▸ Challenge: Please rewrite the lines starting with the one that has "Objective — one dot on each instance of the glass" and running through the last line, both ends included, keeping each request as it is and multiplying every coordinate in the answers by 2.25, rounded to whole numbers with halves rounded up. Leave the pictures out.

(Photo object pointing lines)
● ● ● ● ● ● ●

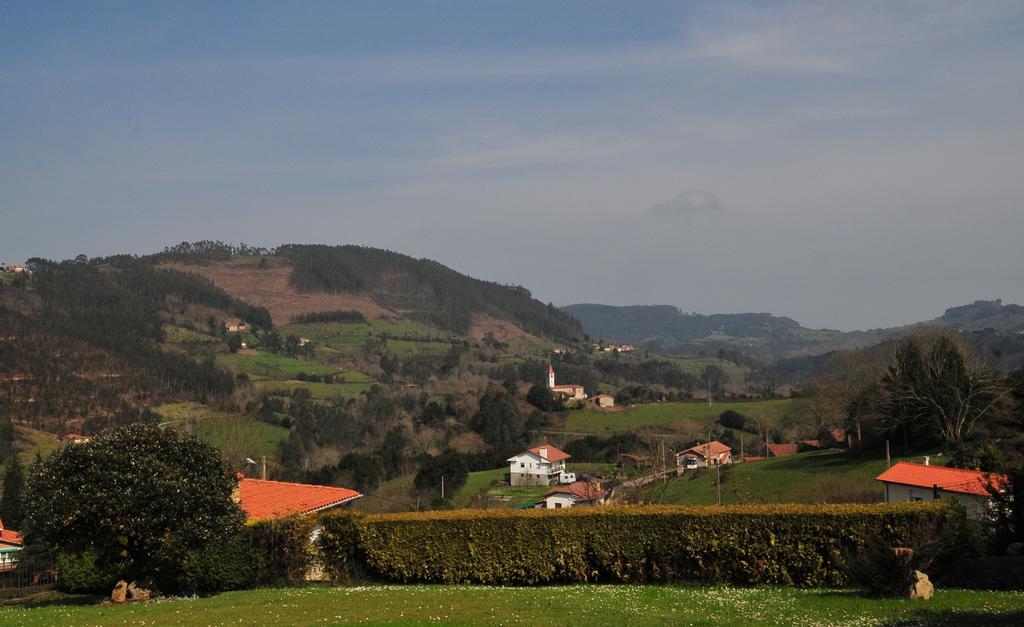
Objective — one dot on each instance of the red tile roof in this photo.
(948, 479)
(262, 499)
(9, 536)
(782, 450)
(711, 450)
(583, 490)
(554, 455)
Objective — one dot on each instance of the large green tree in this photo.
(144, 499)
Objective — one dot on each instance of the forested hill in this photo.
(423, 289)
(665, 323)
(998, 328)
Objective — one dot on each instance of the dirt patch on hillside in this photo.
(502, 329)
(268, 287)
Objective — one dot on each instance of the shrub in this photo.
(800, 545)
(227, 566)
(284, 550)
(339, 545)
(85, 573)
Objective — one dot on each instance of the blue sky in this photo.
(851, 165)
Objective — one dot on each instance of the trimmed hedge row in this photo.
(801, 545)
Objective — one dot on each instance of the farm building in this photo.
(906, 482)
(604, 401)
(579, 493)
(262, 499)
(544, 465)
(704, 455)
(782, 450)
(570, 391)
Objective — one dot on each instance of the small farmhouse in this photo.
(544, 465)
(906, 482)
(262, 499)
(578, 493)
(782, 450)
(604, 401)
(705, 455)
(10, 545)
(570, 391)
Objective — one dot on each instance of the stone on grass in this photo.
(120, 592)
(921, 586)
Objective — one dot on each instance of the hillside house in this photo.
(544, 465)
(10, 546)
(570, 391)
(262, 499)
(906, 482)
(705, 455)
(604, 401)
(236, 326)
(578, 493)
(782, 450)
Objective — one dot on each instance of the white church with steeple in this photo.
(570, 391)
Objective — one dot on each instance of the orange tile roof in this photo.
(582, 490)
(554, 455)
(263, 499)
(715, 448)
(9, 536)
(948, 479)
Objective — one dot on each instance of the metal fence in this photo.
(22, 575)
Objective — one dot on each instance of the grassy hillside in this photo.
(556, 605)
(671, 416)
(806, 477)
(239, 436)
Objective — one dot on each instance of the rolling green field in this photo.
(271, 366)
(318, 391)
(352, 336)
(578, 604)
(239, 436)
(670, 415)
(805, 477)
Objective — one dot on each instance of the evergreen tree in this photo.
(11, 503)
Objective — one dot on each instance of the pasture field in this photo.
(805, 477)
(271, 366)
(180, 335)
(239, 436)
(318, 390)
(577, 604)
(671, 416)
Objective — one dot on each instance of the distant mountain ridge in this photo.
(771, 337)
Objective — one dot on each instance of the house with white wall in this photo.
(544, 465)
(906, 482)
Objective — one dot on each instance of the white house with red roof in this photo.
(906, 482)
(705, 455)
(10, 546)
(543, 465)
(262, 499)
(578, 493)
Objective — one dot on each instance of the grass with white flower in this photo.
(577, 604)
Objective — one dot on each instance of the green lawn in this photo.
(805, 477)
(578, 604)
(670, 415)
(272, 366)
(239, 436)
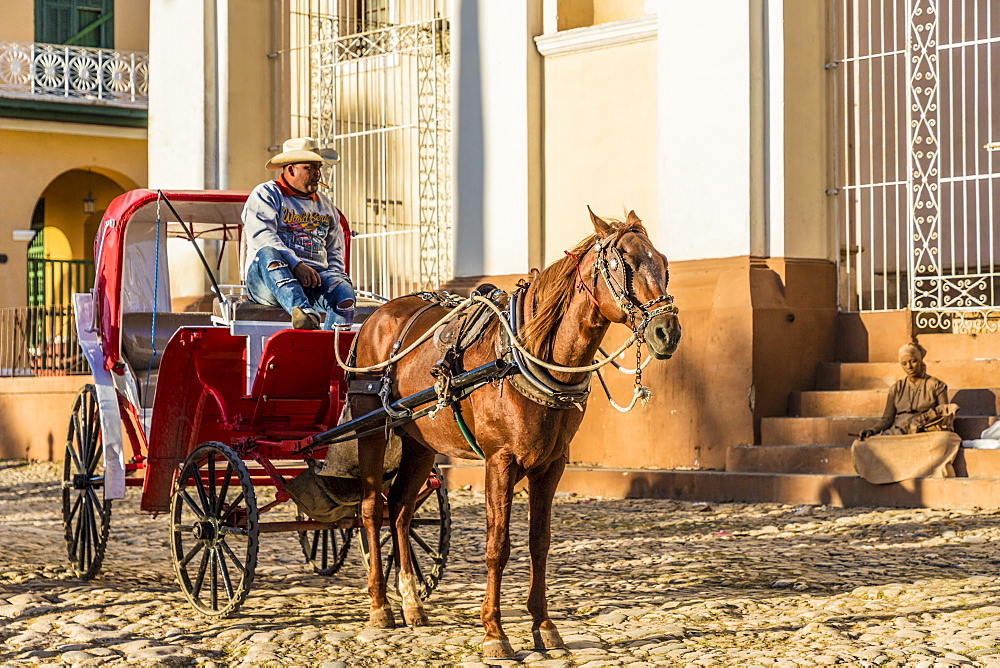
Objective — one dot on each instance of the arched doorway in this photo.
(66, 218)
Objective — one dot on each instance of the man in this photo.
(295, 245)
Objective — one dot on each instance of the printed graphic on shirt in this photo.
(307, 232)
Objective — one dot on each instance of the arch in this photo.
(61, 261)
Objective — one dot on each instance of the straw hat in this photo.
(302, 149)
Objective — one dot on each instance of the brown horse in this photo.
(614, 275)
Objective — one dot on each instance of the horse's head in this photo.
(630, 283)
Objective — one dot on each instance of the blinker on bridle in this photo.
(621, 291)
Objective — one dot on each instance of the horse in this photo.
(567, 309)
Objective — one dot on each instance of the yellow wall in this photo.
(606, 11)
(583, 13)
(250, 102)
(64, 212)
(808, 210)
(44, 151)
(600, 140)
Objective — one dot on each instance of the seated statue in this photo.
(918, 402)
(914, 438)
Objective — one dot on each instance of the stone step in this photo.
(841, 430)
(848, 403)
(836, 460)
(724, 487)
(957, 374)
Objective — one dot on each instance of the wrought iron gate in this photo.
(378, 89)
(917, 119)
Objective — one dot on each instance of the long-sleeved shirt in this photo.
(302, 228)
(907, 399)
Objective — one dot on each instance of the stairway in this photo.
(810, 448)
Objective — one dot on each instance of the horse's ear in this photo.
(600, 224)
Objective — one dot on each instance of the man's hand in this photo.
(307, 276)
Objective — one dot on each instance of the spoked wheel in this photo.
(86, 514)
(326, 549)
(214, 530)
(430, 538)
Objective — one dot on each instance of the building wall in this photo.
(250, 106)
(34, 415)
(807, 145)
(45, 152)
(132, 25)
(597, 147)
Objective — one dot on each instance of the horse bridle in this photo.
(621, 291)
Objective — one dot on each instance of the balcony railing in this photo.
(74, 73)
(40, 341)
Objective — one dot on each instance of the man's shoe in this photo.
(303, 320)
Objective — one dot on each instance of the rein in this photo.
(621, 291)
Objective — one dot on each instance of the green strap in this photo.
(464, 428)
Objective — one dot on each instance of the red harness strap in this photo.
(580, 283)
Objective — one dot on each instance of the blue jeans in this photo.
(270, 281)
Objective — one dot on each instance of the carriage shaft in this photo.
(463, 382)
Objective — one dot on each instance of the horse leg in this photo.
(414, 468)
(502, 473)
(371, 456)
(541, 489)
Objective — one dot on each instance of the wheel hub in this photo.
(205, 531)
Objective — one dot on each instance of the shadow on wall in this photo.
(469, 142)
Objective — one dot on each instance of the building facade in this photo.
(783, 154)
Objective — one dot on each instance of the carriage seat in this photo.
(138, 340)
(248, 310)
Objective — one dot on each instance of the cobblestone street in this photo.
(632, 582)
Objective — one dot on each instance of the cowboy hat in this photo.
(302, 149)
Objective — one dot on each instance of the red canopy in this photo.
(205, 211)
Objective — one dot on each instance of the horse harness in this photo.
(530, 379)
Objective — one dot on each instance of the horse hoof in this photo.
(498, 649)
(547, 639)
(415, 617)
(381, 619)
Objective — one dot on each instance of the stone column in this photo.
(496, 136)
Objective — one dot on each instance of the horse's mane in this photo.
(553, 290)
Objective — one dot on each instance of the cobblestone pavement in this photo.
(632, 583)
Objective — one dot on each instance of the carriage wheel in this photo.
(86, 515)
(325, 549)
(430, 540)
(214, 530)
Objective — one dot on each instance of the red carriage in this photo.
(201, 407)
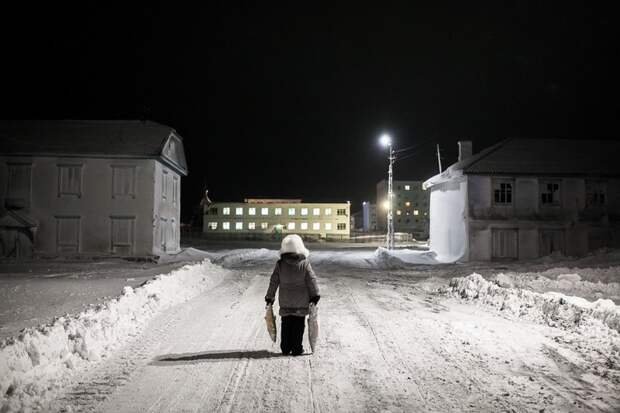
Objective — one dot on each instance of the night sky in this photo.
(288, 101)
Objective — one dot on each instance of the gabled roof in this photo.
(540, 157)
(89, 138)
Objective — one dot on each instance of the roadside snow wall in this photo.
(40, 361)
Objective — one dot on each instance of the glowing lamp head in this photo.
(385, 140)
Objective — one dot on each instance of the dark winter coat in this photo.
(297, 282)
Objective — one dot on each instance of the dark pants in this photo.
(292, 334)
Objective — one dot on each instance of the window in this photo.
(164, 184)
(70, 180)
(19, 186)
(123, 181)
(502, 191)
(550, 193)
(596, 192)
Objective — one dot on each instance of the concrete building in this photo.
(89, 188)
(526, 198)
(410, 208)
(260, 218)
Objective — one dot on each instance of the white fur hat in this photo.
(293, 243)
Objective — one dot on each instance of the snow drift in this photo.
(40, 361)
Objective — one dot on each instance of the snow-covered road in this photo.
(385, 345)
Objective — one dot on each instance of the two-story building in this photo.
(527, 198)
(409, 207)
(89, 188)
(260, 218)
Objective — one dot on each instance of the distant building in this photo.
(526, 198)
(410, 207)
(261, 218)
(89, 188)
(365, 220)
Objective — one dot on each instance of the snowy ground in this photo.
(395, 336)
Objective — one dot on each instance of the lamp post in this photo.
(386, 141)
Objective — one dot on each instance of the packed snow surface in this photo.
(36, 364)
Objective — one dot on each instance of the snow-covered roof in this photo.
(539, 157)
(92, 138)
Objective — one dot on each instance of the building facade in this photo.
(262, 218)
(525, 198)
(90, 188)
(410, 207)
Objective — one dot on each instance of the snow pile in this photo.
(554, 309)
(381, 258)
(35, 365)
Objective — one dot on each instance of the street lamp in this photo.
(386, 141)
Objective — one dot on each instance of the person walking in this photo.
(298, 287)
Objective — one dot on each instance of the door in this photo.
(505, 244)
(552, 242)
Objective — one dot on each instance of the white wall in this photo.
(448, 227)
(93, 210)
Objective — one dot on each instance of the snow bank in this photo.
(552, 308)
(35, 365)
(381, 258)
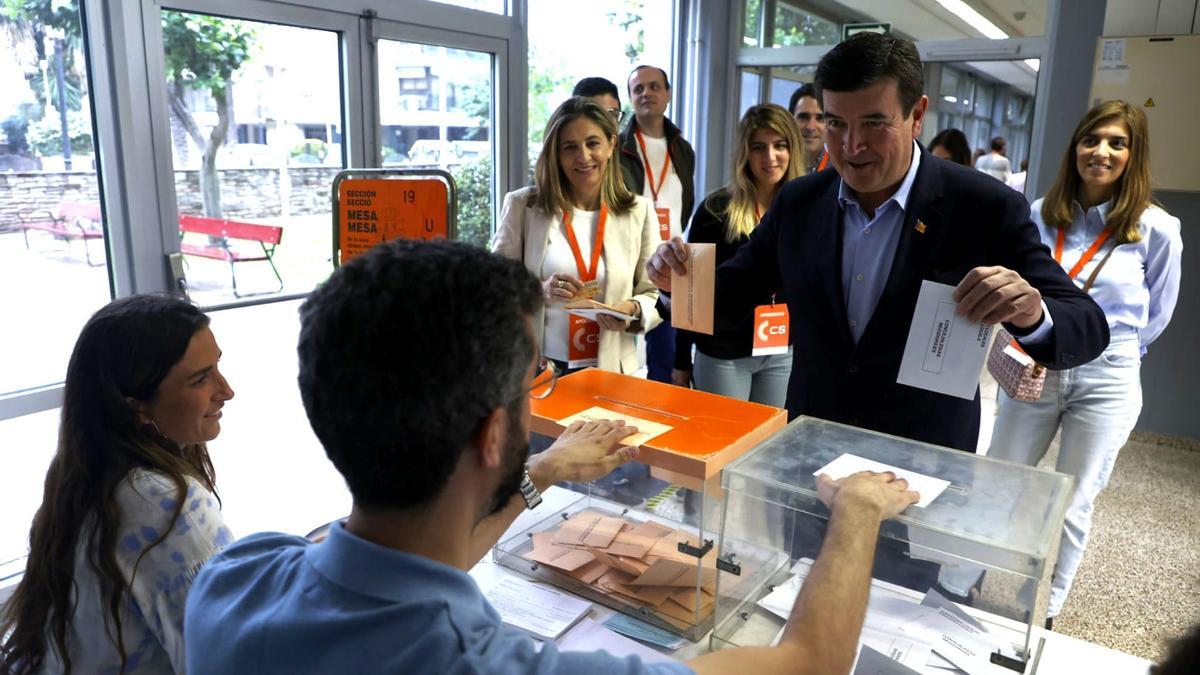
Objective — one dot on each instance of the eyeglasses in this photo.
(544, 380)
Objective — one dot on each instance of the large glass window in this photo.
(257, 126)
(53, 260)
(569, 41)
(796, 27)
(436, 112)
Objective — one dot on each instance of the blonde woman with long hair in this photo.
(767, 155)
(586, 236)
(1098, 215)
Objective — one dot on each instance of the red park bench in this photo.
(221, 232)
(73, 220)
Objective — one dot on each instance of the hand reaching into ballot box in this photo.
(868, 489)
(669, 256)
(996, 294)
(586, 451)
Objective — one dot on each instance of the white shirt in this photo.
(996, 166)
(153, 609)
(559, 260)
(671, 192)
(1140, 284)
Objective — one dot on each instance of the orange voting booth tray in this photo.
(691, 434)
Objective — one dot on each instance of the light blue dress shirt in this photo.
(276, 603)
(1139, 285)
(869, 245)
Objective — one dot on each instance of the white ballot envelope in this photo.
(847, 465)
(945, 352)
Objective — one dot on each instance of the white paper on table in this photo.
(646, 429)
(958, 641)
(847, 464)
(905, 650)
(592, 635)
(945, 351)
(591, 314)
(538, 610)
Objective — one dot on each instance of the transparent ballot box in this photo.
(642, 539)
(971, 567)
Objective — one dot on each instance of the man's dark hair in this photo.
(666, 81)
(403, 352)
(803, 90)
(595, 87)
(867, 58)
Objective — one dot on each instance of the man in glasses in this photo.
(603, 91)
(417, 364)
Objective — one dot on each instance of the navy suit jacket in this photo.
(971, 220)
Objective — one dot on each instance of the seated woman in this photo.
(129, 514)
(952, 144)
(585, 236)
(768, 154)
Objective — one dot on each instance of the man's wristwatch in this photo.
(529, 491)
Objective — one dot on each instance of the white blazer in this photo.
(629, 240)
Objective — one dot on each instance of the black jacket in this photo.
(708, 226)
(683, 159)
(970, 219)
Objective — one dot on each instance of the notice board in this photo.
(1158, 73)
(376, 205)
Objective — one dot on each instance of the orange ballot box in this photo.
(685, 436)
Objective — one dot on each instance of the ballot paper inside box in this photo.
(991, 535)
(654, 568)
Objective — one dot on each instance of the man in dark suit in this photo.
(849, 250)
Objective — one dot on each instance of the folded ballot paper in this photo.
(640, 562)
(911, 634)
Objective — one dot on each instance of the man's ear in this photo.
(918, 115)
(139, 410)
(490, 437)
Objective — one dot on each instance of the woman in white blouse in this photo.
(586, 236)
(129, 512)
(1098, 214)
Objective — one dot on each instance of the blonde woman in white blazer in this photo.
(579, 193)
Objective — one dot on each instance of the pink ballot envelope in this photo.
(691, 294)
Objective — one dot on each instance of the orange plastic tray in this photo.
(708, 431)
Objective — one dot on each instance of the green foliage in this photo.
(474, 181)
(34, 19)
(204, 52)
(45, 136)
(311, 147)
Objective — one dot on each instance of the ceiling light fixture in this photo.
(973, 18)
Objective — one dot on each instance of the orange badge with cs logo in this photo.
(772, 330)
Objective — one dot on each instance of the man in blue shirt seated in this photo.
(417, 364)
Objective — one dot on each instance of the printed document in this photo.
(541, 611)
(945, 352)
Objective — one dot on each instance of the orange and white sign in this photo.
(772, 330)
(664, 221)
(372, 210)
(582, 342)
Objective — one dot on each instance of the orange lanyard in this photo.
(1087, 255)
(649, 171)
(597, 248)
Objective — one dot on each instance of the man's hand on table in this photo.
(586, 451)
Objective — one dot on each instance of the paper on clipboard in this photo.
(691, 294)
(591, 309)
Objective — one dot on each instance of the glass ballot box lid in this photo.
(977, 549)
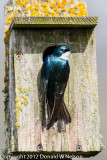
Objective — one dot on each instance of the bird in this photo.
(55, 74)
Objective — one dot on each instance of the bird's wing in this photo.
(58, 105)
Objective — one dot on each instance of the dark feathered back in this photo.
(48, 51)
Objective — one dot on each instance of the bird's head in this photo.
(63, 52)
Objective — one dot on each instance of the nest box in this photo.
(29, 38)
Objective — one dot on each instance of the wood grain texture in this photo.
(81, 96)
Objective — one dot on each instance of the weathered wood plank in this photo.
(81, 95)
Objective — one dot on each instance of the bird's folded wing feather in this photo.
(57, 108)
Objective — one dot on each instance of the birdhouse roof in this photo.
(54, 22)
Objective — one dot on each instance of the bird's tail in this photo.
(59, 112)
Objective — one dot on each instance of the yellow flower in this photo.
(33, 13)
(72, 2)
(75, 7)
(44, 4)
(31, 8)
(81, 9)
(39, 14)
(4, 79)
(6, 7)
(80, 4)
(64, 9)
(56, 10)
(86, 13)
(52, 5)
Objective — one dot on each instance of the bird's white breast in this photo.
(65, 55)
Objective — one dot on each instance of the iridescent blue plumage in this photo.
(55, 74)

● ● ● ● ● ● ●

▸ Output for this task:
Objective — one dot on each instance of the glass ballot box lid in this photo.
(2198, 1235)
Objective — one dot on each instance of the bird in this photo.
(124, 167)
Objective — one dot on each instance of the bird's wing in this photo.
(131, 236)
Objective — one dot on each instance of the dark feathered back in this photo.
(108, 115)
Objective — one dot on each instance of the bird's head in this photo.
(142, 117)
Objective — one dot on each instance of the nest box in this photo.
(65, 86)
Objective — one dot on each instance of the wood grain texture in this photo.
(182, 216)
Objective — one dot on each instance of the weathered wood plank in this photo.
(182, 214)
Objective — one dot on each instance of the bird's folded wing feather in this photo.
(128, 243)
Objective — one dot on each instance of the birdhouse roof in this photo.
(122, 50)
Objective — one dot on each instance of the bird's tail in this photo.
(133, 252)
Objective — one dot on each instance of the yellow flower in this photo.
(74, 29)
(162, 5)
(169, 16)
(99, 9)
(70, 18)
(182, 20)
(88, 32)
(9, 178)
(14, 16)
(180, 9)
(144, 20)
(126, 23)
(194, 29)
(117, 11)
Objective — one dot on each instance of the bird's white breast in this photo.
(146, 124)
Objective — one dot on each instance of the iridescent blue plumage in this photo.
(124, 167)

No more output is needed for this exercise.